WHAT YOU ARE ASKED TO DO: Copy everything from the line containing "Each <instance> block" down to the line containing "360L110 355L99 348L56", renaming "rough mask" to "coarse mask" and changing nothing else.

(DATASET Opens)

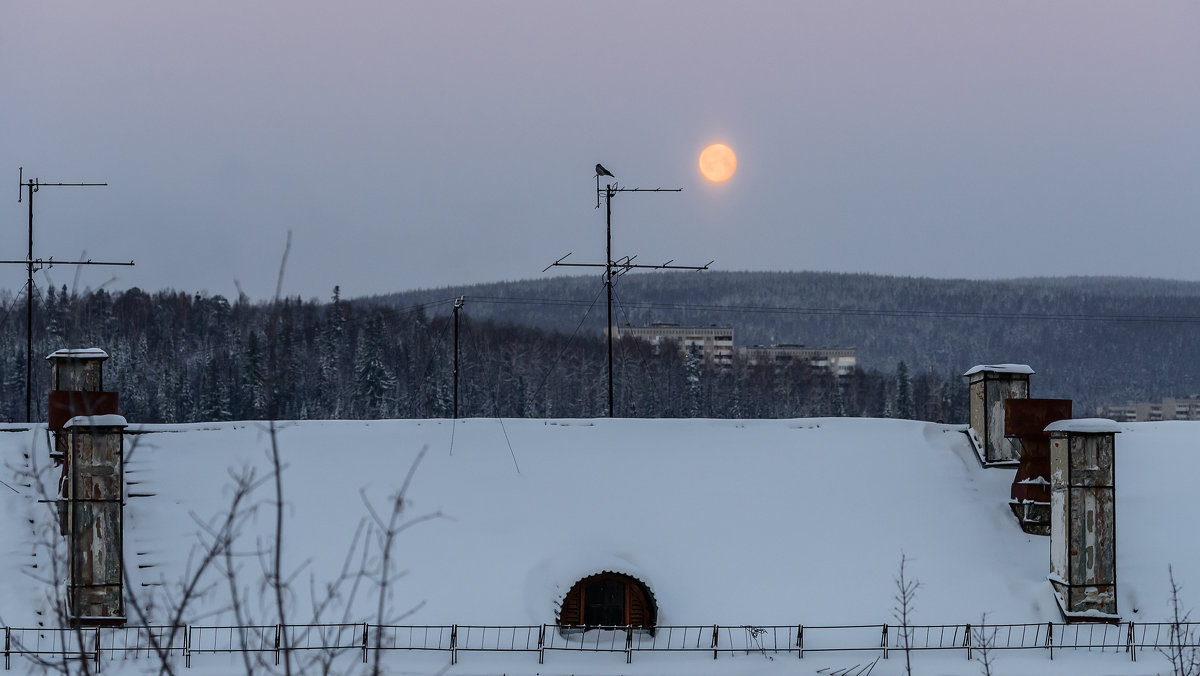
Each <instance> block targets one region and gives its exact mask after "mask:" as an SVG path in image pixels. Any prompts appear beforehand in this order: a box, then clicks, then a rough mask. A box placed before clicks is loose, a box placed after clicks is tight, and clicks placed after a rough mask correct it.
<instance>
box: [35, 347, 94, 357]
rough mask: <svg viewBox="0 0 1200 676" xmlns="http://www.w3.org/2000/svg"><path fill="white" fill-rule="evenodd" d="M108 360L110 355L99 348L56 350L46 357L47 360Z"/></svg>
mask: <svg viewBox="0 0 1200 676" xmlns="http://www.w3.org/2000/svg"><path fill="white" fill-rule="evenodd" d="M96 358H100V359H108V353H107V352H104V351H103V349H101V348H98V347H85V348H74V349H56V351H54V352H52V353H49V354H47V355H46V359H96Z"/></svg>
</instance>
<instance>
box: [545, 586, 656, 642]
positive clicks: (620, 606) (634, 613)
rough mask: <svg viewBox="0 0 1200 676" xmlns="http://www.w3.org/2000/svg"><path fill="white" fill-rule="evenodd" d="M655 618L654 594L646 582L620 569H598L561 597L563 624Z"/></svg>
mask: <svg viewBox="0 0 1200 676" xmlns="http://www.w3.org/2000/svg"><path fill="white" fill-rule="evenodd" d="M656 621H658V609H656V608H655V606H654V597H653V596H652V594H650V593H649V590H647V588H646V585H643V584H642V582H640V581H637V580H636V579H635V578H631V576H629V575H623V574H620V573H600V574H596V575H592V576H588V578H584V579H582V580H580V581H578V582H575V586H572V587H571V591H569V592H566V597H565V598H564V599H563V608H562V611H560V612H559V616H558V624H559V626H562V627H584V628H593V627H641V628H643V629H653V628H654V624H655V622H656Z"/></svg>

(DATASET Closes)
(DATASET Opens)

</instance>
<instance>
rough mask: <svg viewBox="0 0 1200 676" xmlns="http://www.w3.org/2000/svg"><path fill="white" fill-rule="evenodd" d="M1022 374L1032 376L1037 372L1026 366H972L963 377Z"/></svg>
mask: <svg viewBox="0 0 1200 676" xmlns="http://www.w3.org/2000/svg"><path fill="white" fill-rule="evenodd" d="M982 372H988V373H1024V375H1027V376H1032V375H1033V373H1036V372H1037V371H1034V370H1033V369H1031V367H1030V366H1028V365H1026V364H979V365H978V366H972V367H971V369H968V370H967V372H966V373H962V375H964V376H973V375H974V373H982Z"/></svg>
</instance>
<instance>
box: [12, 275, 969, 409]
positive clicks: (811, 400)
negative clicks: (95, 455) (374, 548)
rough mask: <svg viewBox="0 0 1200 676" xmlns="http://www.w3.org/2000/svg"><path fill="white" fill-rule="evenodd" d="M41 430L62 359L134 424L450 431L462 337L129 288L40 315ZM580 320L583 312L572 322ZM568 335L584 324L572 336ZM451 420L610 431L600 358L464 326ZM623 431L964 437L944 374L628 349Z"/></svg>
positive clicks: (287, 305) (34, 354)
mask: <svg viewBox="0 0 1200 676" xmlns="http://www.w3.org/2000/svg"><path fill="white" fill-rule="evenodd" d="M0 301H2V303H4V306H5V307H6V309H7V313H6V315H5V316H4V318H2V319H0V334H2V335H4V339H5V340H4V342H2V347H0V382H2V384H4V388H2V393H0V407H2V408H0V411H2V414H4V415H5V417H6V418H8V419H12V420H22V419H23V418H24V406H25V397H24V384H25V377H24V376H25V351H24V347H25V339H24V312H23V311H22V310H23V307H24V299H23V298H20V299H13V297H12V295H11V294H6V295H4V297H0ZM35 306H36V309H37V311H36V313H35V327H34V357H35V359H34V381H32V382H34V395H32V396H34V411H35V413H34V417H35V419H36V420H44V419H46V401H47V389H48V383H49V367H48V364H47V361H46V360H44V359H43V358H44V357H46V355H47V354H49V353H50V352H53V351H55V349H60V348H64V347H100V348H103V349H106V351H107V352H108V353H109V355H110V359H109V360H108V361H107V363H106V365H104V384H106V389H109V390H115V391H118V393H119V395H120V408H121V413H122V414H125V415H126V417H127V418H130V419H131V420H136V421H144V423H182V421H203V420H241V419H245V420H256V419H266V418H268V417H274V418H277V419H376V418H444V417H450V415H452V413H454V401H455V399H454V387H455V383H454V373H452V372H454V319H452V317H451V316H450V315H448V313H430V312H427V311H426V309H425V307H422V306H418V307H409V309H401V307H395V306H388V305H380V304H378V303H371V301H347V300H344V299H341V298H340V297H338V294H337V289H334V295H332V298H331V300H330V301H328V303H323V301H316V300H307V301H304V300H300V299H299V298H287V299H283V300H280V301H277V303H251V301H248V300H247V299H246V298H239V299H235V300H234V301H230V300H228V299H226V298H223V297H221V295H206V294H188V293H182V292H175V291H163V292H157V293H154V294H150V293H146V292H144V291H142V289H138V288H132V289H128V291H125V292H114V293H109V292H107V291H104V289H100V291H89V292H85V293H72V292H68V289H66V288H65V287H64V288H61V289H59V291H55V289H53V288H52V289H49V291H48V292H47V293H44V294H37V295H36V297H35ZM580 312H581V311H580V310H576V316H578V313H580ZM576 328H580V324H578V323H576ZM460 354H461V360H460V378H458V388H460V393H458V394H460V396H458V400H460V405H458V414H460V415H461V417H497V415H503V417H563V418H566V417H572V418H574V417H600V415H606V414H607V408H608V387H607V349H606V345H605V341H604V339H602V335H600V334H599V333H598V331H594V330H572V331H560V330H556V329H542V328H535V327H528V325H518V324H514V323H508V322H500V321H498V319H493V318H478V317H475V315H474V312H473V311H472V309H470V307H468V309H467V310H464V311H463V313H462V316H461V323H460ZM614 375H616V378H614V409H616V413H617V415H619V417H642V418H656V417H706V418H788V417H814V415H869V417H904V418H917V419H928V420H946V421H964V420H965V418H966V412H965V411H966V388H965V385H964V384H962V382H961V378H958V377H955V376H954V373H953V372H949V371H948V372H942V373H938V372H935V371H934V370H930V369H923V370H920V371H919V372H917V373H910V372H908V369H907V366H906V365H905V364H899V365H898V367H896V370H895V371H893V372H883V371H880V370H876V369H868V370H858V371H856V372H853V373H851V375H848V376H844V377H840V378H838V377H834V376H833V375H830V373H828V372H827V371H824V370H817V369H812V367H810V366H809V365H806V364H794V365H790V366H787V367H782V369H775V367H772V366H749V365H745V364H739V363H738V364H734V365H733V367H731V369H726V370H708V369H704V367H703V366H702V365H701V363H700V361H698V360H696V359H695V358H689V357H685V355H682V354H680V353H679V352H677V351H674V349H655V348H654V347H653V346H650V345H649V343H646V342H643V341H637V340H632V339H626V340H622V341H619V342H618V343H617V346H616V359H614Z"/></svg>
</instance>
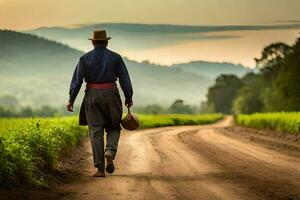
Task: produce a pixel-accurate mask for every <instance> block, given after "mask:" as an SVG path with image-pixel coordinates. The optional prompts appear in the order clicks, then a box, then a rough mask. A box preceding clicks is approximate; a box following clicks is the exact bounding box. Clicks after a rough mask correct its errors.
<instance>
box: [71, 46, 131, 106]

(DATASET Closes)

EXERCISE SOLUTION:
Each <instance> block targets one region and gives its exact mask after "mask:" as an SVG path in image pixels. Any prompts appear beforehand in this order: a box, then clicks, then a coarse mask. A box placed before clicks is loose, a box placed after clicks is tight, and clicks placed after a coarse mask correct it.
<instance>
box: [35, 347, 94, 357]
coarse mask: <svg viewBox="0 0 1200 676" xmlns="http://www.w3.org/2000/svg"><path fill="white" fill-rule="evenodd" d="M108 360L110 355L99 348L56 350L46 357L47 360Z"/></svg>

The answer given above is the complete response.